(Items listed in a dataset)
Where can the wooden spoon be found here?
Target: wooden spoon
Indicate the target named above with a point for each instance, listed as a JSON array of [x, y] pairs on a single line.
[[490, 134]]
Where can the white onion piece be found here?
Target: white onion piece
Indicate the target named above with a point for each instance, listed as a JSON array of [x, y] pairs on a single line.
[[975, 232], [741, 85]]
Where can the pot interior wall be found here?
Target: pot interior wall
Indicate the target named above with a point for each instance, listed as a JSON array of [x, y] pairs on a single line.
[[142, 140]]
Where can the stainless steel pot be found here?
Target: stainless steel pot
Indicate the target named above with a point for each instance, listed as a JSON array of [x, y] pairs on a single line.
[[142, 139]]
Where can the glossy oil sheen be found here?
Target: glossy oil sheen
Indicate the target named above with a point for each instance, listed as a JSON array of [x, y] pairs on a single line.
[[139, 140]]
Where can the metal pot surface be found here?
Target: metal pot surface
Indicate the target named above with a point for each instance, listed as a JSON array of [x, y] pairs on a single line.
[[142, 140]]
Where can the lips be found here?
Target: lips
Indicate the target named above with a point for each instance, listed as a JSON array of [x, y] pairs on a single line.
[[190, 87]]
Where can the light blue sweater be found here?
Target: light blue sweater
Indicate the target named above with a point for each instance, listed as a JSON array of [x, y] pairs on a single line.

## Written request
Lay out every line of the material above as a Markdown table with the columns Row and Line, numbering the rows in order and leaving out any blank lines.

## Final result
| Row | Line |
|---|---|
| 1 | Where can the wooden spoon be found here? |
| 2 | Target: wooden spoon |
| 3 | Indicate the target named above with a point for each instance, listed as a JSON array of [x, y] pairs on a single line. |
| 4 | [[490, 134]] |
| 5 | Where can the white onion piece be found here? |
| 6 | Target: white onion piece |
| 7 | Indicate the target named above with a point for each instance, listed as a JSON array of [x, y] pairs on a single line. |
| 8 | [[975, 232], [741, 85]] |
| 9 | Where can the pot interior wall be found here? |
| 10 | Target: pot interior wall |
| 11 | Indicate the target named above with a point for each instance, listed as a JSON array of [x, y] pairs on a single line. |
| 12 | [[142, 140]] |
| 13 | Where can the stainless steel pot be found here? |
| 14 | Target: stainless steel pot |
| 15 | Indicate the target named above with a point for each instance, listed as a JSON array of [x, y] pairs on a single line. |
| 16 | [[142, 139]] |
| 17 | Where can the glossy oil sheen be found here? |
| 18 | Target: glossy oil sheen |
| 19 | Indicate the target named above with a point for each instance, listed as a JSON array of [x, y] pairs on a single line. |
| 20 | [[139, 140]] |
| 21 | Where can the metal pot surface be found here? |
| 22 | Target: metal pot surface |
| 23 | Indicate the target named above with a point for each instance, listed as a JSON array of [x, y] pairs on a single line. |
| 24 | [[142, 140]] |
| 25 | Where can the lips be found here? |
| 26 | Target: lips |
| 27 | Indicate the target named above with a point for each instance, listed as a JSON array of [x, y] pairs on a single line. |
| 28 | [[190, 87]] |
| 29 | Where can the light blue sweater be found here? |
| 30 | Target: light blue sweater |
| 31 | Indicate the target named above with a point for each instance, listed as a JSON array of [x, y] pairs on a single line. |